» **Verilen Görev 1**: Kayıtlarda "clear" sözcüğünü içeren kaç satır olduğunu hesapla ve yalnızca sayıyı yaz.
───── Metin Parçası ─────
Haftaya son bölüm; 8 Haziran: Türkiye’de Sosyalist siyasetin genel durumu (Partiler, gruplar, strateji ve eylemlere dair genel değerlendirmeler)

Mehmet Türkmen: “En önemli kazanım; sendikalara duyulan güvensizliğin kırılması”

Tahmini Okunma Süresi: 11 dakika

Direnişe çıkan işçiler bizden (BİRTEK-SEN) güç alıyor, cesaret alıyor, çünkü direnişe çıkar çıkmaz patron bir avukat getiriyor, tazminat hakkından bahsediyor, polis çağırıyor, jandarma çağırıyor. İşçi bilmediği için korkuyor. Bizi de tanıyor, biliyor diğer fabrikalardan. “Ancak onlar bunların dilinden anlar” diye düşünüyor. Biz gidince cesaret alıyor dolayısıyla. Çünkü biz müdahale ediyoruz, konuşma yapıyoruz, “Bu sizin demokratik hakkınız” diyoruz, polise de patrona da kafa tutuyoruz. Onlar da bunu görünce “Bunlar başımızda dursun” diyor.

Mehmet Türkmen: Yeni bir sendikayız, ama 25 yıllık, 30 yıllık bu bölgedeki bütün işçi sınıfı mücadelesinin birikimini fizikî olarak bağrında taşıyan bir sendikayız.

Yurtseverce: Aslında konfederasyondan bağımsız daha evvel hareket deneyimi olan insanlar.

Türkmen: Aynen. Biz bağımsız sendikalar meselesini tartışırken hep tereddütlerimiz vardı, çünkü bağımsız sendikaların Türkiye’deki pratikleri bakımından onlara mesafeliydik biz, politik olarak da. Çünkü genelde şöyle oluyor: Ya mevcut bir sendikada bir klik tasfiye ediliyor ve rekabet hissiyle gidip bir sendika kuruyor ya da çoğunlukla küçük sol çevreler böyle sendikalar kuruyorlar. Ama genellikle sol çevrelerin, sol kadroların kurduğu ama gerçek anlamda işçilerle bağ kuran, işçilerin sahiplendiği, işçi sendikası olma görünümünden çok solcuların kurduğu bir sendika olarak görünüyorlar. Bu bizim kaybımız. Böyle olursa bunun bize bir faydası olmaz dedik. Hatta kurucularımız, yöneticilerimiz arasında Refah Partili, Menzilci, AKP’li, MHP kökenli, HDP’li, EMEP’li, Sosyalist Cumhuriyet Parti’li, her görüşten unsurlar da var. Ama gerçek anlamda bizim için politik yönünden öte önemli olan sendikada Antep’te sınıf mücadelesinde en ön cephede olan öncü işçiler, ileri işçiler olmasıydı. O bizim için bir avantajdı. Şubat’ta mesela bizim sendikamızın kuruluşu resmileşti, kuruluş bildirgemizi o zaman aldık. 2 Şubat’ta o 34 fabrikadaki iş bırakma eylemleri başladığında bizim daha resmi kuruluşumuz tamamlanmamıştı. Şubat ayında netleşti. Ama o hâlimizle bu direnişlerin içinde bulunduk.
───── Sağlanan Kayıtlar ─────
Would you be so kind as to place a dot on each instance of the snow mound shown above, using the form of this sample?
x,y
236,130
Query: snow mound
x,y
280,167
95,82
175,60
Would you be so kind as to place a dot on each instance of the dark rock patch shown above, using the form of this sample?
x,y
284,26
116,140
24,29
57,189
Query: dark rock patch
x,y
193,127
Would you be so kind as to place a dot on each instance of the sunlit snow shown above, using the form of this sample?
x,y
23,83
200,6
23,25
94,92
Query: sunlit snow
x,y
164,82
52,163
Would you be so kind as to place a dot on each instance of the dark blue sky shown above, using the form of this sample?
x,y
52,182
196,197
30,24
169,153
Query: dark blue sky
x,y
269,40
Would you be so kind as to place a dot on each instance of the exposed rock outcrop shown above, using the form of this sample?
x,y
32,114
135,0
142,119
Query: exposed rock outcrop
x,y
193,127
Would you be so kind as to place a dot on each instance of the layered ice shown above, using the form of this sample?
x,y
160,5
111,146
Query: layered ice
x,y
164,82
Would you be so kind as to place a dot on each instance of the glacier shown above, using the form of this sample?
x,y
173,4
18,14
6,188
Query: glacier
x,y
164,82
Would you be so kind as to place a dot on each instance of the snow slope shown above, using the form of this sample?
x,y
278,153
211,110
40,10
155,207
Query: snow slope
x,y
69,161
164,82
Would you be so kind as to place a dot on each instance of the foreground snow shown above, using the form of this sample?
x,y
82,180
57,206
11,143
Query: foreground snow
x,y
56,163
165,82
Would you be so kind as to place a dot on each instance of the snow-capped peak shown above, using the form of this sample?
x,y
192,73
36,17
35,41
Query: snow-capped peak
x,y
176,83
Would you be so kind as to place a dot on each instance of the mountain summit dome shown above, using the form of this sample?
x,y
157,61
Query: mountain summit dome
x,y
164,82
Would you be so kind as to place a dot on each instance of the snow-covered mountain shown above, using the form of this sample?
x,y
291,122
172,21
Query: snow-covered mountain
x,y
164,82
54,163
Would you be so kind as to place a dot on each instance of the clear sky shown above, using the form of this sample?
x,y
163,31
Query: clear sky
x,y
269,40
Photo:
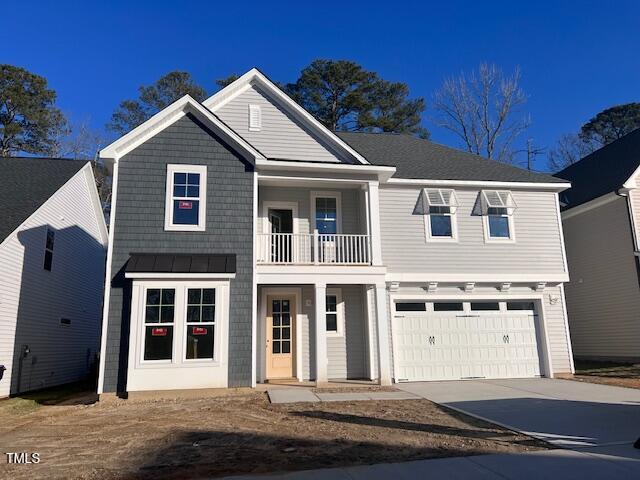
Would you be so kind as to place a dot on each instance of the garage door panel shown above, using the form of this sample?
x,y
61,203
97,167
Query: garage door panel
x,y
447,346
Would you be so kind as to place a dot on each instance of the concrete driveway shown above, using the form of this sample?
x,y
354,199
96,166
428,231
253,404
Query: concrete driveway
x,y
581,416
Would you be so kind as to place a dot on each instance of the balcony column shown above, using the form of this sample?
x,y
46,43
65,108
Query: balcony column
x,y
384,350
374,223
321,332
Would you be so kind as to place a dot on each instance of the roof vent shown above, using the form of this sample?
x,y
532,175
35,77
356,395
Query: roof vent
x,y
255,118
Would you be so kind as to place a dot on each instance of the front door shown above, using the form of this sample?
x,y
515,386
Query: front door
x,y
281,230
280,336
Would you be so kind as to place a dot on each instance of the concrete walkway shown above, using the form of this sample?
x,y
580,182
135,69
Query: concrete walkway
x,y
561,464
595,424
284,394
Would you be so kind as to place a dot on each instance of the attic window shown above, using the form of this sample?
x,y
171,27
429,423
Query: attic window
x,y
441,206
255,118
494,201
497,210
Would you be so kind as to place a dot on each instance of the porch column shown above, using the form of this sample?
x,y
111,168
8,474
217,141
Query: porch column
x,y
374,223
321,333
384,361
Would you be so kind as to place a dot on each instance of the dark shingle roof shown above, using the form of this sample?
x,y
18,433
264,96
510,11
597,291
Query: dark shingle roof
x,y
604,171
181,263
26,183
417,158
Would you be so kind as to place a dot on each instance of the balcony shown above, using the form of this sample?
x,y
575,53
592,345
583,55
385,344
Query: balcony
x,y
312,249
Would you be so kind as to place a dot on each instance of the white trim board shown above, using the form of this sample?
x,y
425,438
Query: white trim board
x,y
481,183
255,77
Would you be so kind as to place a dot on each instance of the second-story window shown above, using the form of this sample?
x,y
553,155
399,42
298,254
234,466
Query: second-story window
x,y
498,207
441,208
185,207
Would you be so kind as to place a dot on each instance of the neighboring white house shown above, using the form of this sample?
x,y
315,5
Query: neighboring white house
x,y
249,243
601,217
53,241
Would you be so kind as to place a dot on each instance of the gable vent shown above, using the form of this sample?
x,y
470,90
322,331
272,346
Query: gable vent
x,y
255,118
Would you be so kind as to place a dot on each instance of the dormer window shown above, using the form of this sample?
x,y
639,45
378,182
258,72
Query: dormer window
─────
───── Sağlanan Kayıtlar ─────
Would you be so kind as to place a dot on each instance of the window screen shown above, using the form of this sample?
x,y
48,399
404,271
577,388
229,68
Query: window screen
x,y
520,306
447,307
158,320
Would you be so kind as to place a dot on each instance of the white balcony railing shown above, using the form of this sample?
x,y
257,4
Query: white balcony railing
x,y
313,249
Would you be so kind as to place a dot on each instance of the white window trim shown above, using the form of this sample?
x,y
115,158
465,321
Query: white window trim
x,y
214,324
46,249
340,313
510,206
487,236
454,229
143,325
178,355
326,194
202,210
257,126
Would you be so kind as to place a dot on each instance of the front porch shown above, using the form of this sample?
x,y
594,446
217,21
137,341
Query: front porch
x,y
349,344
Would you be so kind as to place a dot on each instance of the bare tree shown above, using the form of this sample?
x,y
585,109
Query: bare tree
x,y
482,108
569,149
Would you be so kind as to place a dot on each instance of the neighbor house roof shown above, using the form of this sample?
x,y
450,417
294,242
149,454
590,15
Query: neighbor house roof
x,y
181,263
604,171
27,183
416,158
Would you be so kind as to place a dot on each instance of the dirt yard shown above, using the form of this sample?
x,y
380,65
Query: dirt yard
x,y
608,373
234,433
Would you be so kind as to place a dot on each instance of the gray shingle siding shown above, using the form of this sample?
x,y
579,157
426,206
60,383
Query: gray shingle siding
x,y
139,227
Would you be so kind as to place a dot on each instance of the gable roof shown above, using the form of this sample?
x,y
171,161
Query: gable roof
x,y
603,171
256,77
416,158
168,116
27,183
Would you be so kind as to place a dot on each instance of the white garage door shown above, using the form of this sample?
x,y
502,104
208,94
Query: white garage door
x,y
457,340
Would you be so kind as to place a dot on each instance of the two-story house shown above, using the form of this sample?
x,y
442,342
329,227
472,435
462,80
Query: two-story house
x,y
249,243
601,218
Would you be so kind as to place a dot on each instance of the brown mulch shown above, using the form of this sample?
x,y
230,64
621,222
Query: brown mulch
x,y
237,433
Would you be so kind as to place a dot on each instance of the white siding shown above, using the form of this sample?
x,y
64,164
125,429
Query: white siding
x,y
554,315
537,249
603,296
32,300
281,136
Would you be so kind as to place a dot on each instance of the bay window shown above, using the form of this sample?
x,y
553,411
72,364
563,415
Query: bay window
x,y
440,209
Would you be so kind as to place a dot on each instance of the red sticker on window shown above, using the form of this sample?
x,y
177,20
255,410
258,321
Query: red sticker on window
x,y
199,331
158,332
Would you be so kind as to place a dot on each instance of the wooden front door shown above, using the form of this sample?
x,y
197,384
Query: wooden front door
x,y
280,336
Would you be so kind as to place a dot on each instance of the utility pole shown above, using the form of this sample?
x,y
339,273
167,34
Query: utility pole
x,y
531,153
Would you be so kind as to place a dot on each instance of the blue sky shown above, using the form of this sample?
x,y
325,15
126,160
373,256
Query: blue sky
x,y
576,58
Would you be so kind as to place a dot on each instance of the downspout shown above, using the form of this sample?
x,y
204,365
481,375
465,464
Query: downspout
─────
» **Verilen Görev 2**: BİRTEK-SEN üzerine yapılan söyleşiyi kaldığı yerden sürdür.

» **Alıştırma Çıktısı 1**: 2

» **Alıştırma Çıktısı 2**:
Yurtseverce: Kervan yolda dizilmiş gibi aslında. Peki işçi sınıfı mücadelesinde siz kazanım olarak neyi görüyorsunuz? Neyi başardınız, kazanım elde ettik diyebilirsiniz?

Türkmen: Bu henüz tamamlanmış bir kazanım değil ama büyük oranda başarılmış bir şey olduğunu düşünüyorum. En önemli kazanımımız bence, en azından bu havza, bu bölge için, şudur: bu bölgede tekstil işçileri içinde sendikalara olan güvensizlik, sendikal bürokrasinin yarattığı tahribat şuna dönüşmüştü, “Ya sendika mendika boş kardeşim!”. Çok haklı gerekçelerle bu tepki oluşsa da bu tepki genel olarak sendikalaşmaya, sendikal örgütlenmeye karşı bir olumsuz his, hatta “sendika düşmanlığı” düzeyinde bir karşıtlık oluşturmuştu. Bunu kırdık. Bunu şöyle kırdık: Daha önce yaşadığı bütün deneyimleri ve sendikal örgütlenme olarak karşı karşıya kaldığı örnekler karşısında sendikanın, sendikal mücadelenin bundan ibaret olmadığını, gerçek bir işçi ve mücadeleci sınıf sendikasının başka türlü de mümkün olabileceğinin örneğini çıkardık ortaya. Bu bence en önemli kazanımımız.

Yurtseverce: Direnişlerdeki kazanımı tanımlarken fabrika işçileriyle ortaklaşa mı tanımlıyorsunuz yoksa onlara öncülük ettiğiniz durumlar olabiliyor mu? Onların taleplerini siz daha az görüp “bundan daha fazlası istenmeli” dediğiniz örnekler oluyor mu?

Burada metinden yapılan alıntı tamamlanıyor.